Some records
____

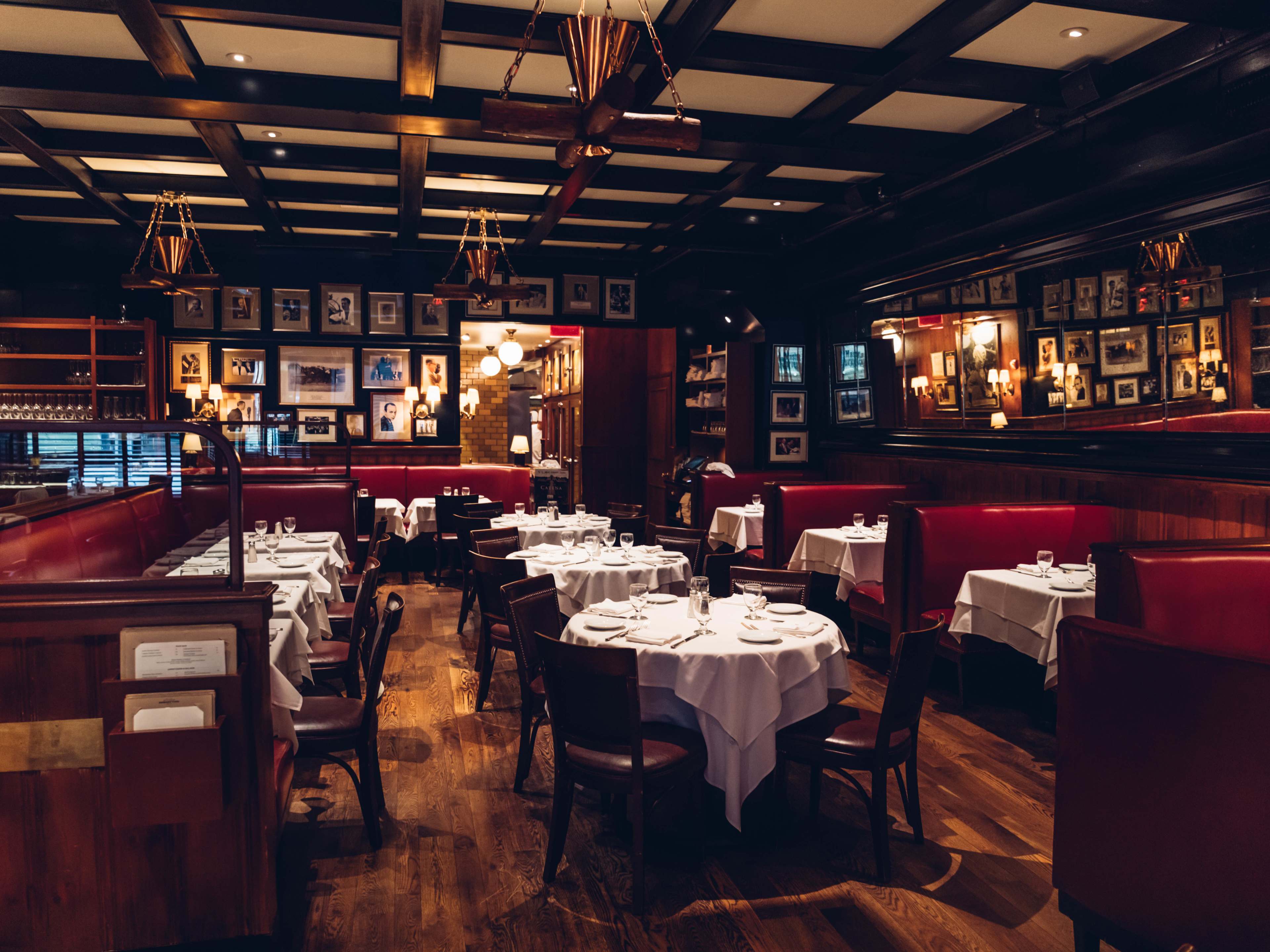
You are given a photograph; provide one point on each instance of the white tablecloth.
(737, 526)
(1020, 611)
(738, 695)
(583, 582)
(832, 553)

____

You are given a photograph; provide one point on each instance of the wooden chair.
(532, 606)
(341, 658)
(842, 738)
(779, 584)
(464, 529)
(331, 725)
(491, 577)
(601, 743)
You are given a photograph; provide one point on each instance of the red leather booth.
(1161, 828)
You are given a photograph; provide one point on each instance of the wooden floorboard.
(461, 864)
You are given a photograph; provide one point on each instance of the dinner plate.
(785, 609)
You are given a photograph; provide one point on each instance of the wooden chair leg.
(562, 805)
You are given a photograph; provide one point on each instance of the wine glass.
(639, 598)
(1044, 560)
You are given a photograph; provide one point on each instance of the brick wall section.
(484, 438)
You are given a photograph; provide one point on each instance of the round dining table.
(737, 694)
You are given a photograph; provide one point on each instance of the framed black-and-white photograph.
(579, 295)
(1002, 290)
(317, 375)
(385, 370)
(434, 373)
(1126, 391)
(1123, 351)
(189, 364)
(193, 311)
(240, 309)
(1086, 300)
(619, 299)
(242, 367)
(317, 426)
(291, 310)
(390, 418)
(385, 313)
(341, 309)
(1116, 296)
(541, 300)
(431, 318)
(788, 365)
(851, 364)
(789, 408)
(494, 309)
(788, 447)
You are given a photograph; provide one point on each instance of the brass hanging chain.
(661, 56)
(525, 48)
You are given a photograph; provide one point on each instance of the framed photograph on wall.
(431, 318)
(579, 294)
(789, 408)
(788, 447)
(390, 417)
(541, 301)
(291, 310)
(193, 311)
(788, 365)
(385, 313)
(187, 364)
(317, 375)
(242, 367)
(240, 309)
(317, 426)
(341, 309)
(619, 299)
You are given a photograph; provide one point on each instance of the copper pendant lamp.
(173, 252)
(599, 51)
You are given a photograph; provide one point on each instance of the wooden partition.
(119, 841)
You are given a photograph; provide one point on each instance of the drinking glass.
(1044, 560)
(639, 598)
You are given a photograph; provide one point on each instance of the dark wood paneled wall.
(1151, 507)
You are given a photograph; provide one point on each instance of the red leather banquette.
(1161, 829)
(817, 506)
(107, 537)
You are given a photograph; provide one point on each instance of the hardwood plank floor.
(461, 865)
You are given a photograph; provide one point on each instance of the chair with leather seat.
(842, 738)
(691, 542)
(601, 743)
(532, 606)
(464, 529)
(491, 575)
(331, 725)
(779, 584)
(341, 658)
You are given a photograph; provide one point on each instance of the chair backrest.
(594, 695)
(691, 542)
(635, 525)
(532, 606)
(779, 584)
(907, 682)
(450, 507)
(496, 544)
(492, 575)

____

## EXERCISE GOAL
Count how many lines of the records contain the string "framed", treating uppercase and lowercase as different. Give only the number.

## FULL SOLUTION
2